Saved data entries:
= Beginning of Section =

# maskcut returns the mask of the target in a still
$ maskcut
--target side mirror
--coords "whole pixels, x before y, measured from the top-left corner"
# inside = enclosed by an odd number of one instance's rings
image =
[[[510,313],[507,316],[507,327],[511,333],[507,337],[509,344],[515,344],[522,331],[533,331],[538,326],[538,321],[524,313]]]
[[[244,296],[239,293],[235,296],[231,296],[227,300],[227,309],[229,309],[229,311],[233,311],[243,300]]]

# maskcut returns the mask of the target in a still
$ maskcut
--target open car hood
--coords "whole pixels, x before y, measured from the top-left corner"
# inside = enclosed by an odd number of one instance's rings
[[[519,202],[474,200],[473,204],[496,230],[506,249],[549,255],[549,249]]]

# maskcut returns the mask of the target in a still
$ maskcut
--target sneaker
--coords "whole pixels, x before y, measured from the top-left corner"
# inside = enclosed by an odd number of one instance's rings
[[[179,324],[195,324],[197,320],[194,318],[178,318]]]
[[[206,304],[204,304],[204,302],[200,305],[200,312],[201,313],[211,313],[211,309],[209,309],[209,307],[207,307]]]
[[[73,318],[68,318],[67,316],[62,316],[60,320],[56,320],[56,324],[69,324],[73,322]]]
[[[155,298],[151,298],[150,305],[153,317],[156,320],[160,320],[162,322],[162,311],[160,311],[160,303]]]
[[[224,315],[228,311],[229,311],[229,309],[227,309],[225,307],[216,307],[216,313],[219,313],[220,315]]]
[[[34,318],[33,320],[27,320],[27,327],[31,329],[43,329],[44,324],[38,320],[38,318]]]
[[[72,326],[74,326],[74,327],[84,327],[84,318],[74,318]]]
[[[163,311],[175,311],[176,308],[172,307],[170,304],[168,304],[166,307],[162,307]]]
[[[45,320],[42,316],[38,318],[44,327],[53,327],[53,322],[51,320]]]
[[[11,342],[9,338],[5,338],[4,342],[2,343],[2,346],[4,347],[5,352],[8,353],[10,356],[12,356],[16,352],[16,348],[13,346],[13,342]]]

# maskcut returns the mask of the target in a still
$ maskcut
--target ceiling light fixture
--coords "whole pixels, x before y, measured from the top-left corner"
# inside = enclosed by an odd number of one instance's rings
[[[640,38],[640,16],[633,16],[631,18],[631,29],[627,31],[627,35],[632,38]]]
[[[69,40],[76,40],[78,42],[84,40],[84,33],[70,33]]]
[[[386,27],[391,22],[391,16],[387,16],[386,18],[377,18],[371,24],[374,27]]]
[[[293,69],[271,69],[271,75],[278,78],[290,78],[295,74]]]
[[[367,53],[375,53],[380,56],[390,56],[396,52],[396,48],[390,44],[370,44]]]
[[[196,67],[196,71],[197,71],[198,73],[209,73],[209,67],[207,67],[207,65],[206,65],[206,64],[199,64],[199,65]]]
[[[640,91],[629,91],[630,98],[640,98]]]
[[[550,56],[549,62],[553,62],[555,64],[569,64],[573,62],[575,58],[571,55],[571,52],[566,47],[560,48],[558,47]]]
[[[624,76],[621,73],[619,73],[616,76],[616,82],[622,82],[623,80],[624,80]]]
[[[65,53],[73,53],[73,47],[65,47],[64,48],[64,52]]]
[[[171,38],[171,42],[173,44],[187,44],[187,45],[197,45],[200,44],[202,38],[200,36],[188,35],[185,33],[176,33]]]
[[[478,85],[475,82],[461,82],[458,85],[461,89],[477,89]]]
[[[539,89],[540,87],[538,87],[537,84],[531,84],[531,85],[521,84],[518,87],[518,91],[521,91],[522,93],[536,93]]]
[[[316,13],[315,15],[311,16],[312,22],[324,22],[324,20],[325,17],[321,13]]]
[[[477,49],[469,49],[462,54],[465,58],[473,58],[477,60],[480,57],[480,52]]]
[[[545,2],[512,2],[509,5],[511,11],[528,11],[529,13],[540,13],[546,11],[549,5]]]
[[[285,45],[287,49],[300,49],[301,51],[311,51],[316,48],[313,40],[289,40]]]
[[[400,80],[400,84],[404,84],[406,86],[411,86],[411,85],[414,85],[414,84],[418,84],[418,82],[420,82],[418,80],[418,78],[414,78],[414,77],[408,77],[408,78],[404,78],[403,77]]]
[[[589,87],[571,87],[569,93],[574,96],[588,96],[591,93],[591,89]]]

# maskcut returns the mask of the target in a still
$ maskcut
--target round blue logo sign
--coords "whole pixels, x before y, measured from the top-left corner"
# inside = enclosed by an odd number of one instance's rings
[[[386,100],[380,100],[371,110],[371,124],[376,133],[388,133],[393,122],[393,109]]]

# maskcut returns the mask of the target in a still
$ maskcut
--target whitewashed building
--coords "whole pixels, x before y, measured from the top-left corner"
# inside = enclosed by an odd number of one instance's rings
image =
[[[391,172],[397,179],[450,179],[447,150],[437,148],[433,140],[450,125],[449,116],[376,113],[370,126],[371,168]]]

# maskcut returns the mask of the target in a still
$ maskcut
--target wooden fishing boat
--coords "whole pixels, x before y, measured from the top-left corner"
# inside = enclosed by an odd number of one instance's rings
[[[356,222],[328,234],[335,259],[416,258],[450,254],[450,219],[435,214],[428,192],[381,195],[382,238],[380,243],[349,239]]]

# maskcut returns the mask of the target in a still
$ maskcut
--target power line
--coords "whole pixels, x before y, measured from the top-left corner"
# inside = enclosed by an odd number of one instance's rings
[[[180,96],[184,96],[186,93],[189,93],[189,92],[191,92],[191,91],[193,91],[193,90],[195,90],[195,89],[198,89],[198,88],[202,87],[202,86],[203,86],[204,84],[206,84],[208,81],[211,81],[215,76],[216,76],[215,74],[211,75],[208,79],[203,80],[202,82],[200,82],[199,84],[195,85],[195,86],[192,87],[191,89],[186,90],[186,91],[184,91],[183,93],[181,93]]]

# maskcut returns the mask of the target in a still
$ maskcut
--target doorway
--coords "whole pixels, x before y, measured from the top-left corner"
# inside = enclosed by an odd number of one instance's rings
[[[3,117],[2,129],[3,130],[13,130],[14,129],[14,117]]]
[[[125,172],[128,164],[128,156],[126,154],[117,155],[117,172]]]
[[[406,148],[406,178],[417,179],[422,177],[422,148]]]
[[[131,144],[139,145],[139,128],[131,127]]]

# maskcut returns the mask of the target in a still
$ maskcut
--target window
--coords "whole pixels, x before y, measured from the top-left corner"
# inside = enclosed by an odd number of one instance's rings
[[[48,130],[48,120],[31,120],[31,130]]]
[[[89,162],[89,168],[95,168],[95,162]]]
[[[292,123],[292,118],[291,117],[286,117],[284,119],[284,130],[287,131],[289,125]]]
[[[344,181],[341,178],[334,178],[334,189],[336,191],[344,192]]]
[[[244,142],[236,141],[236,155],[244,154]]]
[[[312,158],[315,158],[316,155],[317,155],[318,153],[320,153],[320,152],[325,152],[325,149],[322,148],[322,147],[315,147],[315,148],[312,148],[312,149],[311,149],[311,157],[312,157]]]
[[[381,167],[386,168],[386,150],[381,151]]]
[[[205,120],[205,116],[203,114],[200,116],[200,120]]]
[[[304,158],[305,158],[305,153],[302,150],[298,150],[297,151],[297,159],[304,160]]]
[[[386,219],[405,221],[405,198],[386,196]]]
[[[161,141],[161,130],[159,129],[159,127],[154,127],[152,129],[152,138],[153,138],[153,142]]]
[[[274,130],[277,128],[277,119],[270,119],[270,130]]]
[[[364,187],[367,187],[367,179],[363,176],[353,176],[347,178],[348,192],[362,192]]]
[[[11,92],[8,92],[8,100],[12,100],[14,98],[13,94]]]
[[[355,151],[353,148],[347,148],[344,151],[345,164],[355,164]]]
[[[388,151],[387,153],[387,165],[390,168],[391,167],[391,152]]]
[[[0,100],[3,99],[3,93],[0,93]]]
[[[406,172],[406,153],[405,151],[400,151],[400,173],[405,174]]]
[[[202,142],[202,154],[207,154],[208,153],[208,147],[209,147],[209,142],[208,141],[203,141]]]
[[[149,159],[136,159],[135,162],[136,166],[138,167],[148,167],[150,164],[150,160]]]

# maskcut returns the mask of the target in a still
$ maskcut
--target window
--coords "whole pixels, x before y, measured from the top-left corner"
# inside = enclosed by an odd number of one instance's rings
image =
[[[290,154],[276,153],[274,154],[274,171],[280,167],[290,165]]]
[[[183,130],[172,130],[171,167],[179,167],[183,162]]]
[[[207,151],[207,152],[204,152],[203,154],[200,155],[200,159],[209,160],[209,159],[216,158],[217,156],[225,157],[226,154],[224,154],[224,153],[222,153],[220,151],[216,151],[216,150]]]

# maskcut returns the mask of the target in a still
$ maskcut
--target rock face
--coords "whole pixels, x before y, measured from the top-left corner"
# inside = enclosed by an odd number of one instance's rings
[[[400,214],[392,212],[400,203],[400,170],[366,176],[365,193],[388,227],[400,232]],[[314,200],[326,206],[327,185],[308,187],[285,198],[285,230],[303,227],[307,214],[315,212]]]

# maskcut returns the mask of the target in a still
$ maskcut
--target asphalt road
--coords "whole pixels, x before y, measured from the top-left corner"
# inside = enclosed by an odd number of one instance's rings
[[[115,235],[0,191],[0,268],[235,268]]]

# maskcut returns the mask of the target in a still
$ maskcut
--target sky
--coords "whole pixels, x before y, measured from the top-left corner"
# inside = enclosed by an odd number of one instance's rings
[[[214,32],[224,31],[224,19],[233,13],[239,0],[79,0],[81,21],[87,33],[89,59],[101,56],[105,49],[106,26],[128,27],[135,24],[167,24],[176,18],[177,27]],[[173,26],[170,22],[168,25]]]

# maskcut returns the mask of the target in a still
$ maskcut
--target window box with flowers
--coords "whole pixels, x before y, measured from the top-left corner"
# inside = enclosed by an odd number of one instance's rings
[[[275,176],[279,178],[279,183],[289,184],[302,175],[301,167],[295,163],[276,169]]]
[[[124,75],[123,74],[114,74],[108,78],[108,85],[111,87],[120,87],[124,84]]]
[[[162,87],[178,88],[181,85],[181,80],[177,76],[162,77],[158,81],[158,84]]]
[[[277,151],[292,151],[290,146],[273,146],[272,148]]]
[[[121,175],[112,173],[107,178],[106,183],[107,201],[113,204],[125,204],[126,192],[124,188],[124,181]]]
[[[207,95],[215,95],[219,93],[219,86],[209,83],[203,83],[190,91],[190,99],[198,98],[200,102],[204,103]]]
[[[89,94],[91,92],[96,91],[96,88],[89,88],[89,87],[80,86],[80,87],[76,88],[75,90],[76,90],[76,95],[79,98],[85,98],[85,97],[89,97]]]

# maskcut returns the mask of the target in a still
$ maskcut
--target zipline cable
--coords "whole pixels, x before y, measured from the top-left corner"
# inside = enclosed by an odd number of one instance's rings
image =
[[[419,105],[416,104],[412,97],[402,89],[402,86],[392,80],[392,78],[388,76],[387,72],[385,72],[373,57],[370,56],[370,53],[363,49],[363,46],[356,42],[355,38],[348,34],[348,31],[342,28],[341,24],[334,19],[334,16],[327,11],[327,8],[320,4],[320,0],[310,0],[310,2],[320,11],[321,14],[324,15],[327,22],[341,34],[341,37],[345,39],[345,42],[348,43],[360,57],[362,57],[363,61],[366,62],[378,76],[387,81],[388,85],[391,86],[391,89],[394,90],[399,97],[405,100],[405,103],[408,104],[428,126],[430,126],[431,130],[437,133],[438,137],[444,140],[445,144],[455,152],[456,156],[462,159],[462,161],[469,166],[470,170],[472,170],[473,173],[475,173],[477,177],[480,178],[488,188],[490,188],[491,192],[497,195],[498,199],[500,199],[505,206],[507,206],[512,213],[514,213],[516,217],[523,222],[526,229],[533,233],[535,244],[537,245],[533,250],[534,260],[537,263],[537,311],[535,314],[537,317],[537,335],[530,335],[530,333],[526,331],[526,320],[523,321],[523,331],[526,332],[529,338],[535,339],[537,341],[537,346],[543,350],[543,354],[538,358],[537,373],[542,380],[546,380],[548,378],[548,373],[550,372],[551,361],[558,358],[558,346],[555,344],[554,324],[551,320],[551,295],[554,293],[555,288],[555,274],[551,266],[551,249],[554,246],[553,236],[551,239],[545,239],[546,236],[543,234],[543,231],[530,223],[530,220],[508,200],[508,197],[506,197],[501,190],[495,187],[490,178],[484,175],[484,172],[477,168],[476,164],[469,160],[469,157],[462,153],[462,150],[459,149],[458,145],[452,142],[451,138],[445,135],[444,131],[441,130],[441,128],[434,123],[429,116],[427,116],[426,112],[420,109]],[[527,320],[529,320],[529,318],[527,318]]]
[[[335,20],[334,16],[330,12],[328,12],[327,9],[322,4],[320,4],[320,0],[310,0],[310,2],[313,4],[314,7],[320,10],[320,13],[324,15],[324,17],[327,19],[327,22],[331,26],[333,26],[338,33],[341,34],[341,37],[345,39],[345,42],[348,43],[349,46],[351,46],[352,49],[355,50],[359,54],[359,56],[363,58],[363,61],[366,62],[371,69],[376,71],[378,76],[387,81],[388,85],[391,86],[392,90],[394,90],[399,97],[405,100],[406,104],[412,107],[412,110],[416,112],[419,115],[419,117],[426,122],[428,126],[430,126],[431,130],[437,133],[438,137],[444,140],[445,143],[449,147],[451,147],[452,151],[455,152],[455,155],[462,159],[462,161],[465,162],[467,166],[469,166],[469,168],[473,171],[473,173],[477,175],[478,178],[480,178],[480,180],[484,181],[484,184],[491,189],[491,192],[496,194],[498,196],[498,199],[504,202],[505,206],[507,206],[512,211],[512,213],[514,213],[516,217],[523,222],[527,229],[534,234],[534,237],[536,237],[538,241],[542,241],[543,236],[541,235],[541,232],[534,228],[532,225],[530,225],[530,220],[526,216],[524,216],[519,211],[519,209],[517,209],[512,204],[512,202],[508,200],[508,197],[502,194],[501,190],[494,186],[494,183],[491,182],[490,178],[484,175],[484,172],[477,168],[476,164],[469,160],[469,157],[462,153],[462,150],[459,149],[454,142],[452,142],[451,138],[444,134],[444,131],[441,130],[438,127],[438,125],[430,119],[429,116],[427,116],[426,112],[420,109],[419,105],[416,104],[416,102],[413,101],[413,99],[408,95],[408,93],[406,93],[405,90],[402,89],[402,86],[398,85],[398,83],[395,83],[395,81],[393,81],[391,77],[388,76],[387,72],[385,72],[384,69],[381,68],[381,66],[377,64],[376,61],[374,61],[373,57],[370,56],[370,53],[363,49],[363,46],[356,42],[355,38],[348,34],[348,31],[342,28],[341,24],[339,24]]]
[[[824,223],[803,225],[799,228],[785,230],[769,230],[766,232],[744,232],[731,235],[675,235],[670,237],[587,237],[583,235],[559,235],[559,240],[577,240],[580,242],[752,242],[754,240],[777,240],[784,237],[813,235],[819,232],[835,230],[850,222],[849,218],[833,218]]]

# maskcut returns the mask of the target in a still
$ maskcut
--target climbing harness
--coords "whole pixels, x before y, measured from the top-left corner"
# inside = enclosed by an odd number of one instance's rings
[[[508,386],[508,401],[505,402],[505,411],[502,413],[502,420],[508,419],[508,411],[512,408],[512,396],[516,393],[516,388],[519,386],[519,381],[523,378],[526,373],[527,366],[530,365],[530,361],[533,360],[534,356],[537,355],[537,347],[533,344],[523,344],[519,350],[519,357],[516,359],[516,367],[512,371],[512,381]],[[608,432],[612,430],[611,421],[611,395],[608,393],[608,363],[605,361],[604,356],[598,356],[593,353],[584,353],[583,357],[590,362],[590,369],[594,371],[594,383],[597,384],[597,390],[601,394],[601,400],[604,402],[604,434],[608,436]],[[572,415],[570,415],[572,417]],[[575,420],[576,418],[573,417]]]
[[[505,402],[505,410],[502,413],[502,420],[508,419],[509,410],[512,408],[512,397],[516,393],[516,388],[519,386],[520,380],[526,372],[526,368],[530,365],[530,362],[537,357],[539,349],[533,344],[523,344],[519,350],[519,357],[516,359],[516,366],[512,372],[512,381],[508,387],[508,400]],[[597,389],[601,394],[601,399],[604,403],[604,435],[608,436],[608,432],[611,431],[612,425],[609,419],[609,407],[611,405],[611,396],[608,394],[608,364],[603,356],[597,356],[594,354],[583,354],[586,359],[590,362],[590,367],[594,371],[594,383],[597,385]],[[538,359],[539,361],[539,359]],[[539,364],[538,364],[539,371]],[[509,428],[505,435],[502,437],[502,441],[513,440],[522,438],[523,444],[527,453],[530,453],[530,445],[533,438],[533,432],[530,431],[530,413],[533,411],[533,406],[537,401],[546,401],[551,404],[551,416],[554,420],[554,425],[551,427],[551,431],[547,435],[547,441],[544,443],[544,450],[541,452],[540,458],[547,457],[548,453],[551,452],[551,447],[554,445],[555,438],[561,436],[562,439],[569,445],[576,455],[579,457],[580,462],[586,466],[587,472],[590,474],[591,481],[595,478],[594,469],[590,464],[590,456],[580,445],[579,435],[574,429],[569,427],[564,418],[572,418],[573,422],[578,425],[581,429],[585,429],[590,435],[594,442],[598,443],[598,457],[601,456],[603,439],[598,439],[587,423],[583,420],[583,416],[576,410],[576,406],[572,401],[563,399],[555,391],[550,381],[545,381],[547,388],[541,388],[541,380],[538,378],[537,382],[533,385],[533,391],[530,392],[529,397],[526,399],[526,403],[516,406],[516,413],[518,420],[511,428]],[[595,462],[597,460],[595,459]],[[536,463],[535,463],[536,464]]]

= End of Section =

Task objective: Output, please, only the lines running from the start of the entries through the line that contains "--target open car hood", including both of those lines.

Output for this exercise:
# maskcut returns the mask of the target in a still
$ maskcut
--target side mirror
--coords "whole pixels, x before y, measured from the top-left corner"
# inside = enclosed by an odd number of one instance's rings
image =
[[[510,313],[507,316],[507,327],[511,333],[507,337],[509,344],[515,344],[522,331],[533,331],[538,326],[538,321],[524,313]]]
[[[244,296],[239,293],[235,296],[231,296],[227,300],[227,309],[229,309],[229,311],[233,311],[243,300]]]

# maskcut returns the mask of the target in a still
$ maskcut
--target open car hood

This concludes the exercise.